## Aim of the task:
Your task is to print the listing exactly as it stands.

*** Information shown ***

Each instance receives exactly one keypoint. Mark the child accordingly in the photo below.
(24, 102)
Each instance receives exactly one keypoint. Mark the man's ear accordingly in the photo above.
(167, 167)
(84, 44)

*** End of Information shown ***

## Solution to this exercise:
Each instance receives exactly one keypoint. Mark the child accordingly in the photo below.
(24, 102)
Each instance receives exactly one keypoint. Mark the man's ear accordingly in the photo above.
(167, 167)
(84, 44)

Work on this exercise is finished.